# SUPPLIED MATERIAL:
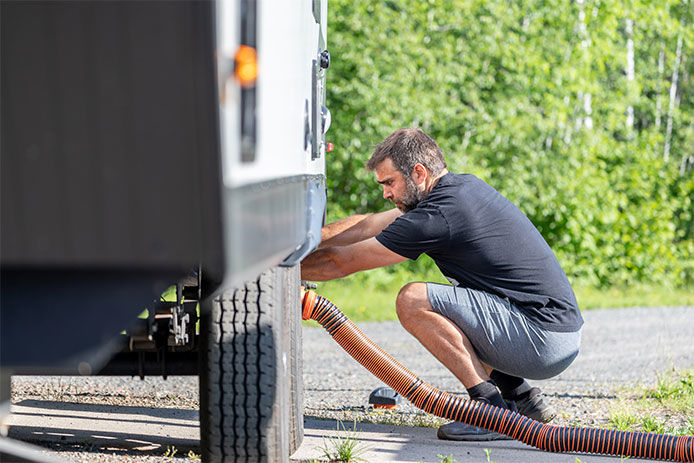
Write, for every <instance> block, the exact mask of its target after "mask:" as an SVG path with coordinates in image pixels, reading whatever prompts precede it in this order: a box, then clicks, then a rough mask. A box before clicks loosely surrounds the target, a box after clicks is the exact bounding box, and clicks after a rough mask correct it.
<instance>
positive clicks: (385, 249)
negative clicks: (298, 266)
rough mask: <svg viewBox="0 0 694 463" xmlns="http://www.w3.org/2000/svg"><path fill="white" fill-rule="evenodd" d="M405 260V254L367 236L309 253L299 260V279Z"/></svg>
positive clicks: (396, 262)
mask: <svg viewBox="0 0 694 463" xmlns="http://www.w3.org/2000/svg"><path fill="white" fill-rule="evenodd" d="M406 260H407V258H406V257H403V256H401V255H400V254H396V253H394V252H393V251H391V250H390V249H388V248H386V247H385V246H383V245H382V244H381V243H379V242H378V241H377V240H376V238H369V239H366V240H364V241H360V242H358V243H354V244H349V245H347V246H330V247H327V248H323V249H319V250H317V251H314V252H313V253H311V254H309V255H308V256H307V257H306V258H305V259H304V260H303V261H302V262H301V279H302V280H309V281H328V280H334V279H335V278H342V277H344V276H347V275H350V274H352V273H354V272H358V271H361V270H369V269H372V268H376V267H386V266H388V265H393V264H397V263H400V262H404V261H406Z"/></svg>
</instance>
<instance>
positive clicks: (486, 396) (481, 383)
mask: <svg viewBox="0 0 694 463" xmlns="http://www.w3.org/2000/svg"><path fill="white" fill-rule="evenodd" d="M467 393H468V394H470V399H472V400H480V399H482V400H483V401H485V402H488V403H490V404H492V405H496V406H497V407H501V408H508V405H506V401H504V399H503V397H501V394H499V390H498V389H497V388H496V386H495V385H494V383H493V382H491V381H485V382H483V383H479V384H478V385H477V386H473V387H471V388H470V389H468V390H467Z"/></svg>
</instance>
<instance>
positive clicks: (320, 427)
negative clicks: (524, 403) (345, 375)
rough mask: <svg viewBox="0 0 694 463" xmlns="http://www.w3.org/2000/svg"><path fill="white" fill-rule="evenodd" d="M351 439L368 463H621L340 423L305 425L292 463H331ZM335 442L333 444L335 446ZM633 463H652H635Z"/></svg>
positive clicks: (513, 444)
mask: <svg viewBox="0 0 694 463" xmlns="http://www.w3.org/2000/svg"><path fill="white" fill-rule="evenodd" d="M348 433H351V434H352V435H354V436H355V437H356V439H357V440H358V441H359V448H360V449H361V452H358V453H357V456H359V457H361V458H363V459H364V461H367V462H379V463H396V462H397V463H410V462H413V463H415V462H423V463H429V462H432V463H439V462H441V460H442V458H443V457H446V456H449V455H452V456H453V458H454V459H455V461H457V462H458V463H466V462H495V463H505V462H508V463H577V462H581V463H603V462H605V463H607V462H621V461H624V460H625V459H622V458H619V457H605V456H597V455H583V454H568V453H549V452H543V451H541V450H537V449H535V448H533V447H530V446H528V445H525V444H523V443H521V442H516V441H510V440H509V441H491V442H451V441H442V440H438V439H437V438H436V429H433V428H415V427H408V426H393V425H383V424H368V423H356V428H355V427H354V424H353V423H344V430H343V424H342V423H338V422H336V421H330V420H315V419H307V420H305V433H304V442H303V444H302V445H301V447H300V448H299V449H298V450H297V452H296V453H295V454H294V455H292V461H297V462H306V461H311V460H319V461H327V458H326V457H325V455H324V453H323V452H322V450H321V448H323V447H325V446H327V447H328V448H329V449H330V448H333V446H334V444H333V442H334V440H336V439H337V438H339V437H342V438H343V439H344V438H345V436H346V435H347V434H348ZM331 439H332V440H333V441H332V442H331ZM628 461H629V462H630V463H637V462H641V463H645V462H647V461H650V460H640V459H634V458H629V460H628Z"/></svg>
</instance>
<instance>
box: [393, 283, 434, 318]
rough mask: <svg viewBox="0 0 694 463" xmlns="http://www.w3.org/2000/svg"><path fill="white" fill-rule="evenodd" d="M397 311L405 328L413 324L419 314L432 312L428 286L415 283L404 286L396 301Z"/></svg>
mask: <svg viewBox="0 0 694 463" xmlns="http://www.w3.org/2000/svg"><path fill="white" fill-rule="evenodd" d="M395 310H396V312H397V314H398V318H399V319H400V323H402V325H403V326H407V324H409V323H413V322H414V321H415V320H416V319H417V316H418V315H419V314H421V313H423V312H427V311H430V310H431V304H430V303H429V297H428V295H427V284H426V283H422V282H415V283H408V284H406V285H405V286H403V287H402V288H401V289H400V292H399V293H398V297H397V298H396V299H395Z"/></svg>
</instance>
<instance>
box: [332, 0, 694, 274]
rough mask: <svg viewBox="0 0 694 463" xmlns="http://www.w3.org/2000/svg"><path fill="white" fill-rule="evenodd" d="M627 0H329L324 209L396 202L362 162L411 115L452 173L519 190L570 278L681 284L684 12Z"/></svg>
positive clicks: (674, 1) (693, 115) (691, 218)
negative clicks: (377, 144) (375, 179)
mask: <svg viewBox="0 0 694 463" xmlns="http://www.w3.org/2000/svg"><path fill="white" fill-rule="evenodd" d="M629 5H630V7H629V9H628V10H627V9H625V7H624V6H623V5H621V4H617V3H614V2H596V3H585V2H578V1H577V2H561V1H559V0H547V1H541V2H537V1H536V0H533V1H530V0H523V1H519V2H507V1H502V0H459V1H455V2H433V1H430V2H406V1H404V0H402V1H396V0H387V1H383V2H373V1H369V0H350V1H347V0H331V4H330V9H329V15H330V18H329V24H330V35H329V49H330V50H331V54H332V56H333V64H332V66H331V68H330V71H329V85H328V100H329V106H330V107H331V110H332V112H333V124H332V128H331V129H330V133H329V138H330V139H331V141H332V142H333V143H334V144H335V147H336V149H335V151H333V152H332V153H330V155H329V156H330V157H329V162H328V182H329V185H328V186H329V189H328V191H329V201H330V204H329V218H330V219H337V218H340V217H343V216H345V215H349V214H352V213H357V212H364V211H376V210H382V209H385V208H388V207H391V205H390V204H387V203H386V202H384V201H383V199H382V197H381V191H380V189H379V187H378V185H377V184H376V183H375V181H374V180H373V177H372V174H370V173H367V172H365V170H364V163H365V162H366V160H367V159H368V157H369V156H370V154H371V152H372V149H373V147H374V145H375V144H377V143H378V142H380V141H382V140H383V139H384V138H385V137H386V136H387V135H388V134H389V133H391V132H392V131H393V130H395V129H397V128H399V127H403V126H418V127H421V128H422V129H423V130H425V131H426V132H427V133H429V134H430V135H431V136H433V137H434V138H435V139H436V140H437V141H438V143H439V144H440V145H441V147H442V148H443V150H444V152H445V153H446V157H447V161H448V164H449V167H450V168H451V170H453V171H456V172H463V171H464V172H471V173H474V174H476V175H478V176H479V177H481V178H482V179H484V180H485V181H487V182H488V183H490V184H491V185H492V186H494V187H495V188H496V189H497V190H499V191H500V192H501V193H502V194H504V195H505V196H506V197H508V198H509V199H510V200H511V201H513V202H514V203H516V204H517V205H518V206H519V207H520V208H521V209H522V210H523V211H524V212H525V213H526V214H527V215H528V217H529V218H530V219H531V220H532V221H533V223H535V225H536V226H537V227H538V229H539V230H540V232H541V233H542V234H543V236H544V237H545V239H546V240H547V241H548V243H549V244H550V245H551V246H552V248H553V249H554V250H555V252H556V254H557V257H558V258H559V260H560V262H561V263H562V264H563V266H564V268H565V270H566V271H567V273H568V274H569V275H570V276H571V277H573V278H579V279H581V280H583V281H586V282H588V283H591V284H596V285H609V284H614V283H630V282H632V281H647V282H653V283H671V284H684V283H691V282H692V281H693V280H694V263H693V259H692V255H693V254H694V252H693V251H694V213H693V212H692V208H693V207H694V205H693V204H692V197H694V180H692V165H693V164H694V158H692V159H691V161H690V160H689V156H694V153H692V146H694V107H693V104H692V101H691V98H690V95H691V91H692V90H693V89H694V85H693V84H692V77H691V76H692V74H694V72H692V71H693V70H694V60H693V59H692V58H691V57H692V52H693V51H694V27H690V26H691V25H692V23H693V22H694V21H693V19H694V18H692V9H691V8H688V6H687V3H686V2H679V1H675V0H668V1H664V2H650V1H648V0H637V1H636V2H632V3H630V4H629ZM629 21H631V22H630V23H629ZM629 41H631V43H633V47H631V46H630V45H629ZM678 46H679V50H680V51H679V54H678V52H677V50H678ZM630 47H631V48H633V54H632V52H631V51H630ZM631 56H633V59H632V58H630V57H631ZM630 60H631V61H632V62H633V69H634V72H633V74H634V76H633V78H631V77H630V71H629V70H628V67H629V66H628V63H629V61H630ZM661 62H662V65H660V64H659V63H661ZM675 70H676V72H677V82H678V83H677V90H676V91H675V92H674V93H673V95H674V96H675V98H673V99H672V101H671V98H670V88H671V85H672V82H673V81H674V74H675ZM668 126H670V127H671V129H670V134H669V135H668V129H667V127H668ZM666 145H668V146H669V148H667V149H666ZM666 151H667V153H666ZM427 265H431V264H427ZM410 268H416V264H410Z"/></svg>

# BRIEF:
Every line from the start of the material through the line containing "260V254L367 236L309 253L299" is needed exactly as written; the pictures are not.

# EXPECTED ANSWER:
Write, for every <instance> block, the exact mask of its target after "mask:" as an SVG path with coordinates in image pixels, reading whatever prompts precede it in this order: a box, then clicks, then a rough mask. A box before clicks loosely surrounds the target, a box after clicks is the exact bounding box, and clicks after a rough mask correct it.
<instance>
positive clicks: (385, 249)
negative clicks: (298, 266)
rough mask: <svg viewBox="0 0 694 463" xmlns="http://www.w3.org/2000/svg"><path fill="white" fill-rule="evenodd" d="M405 260V254L367 236L309 253L299 260V279Z"/></svg>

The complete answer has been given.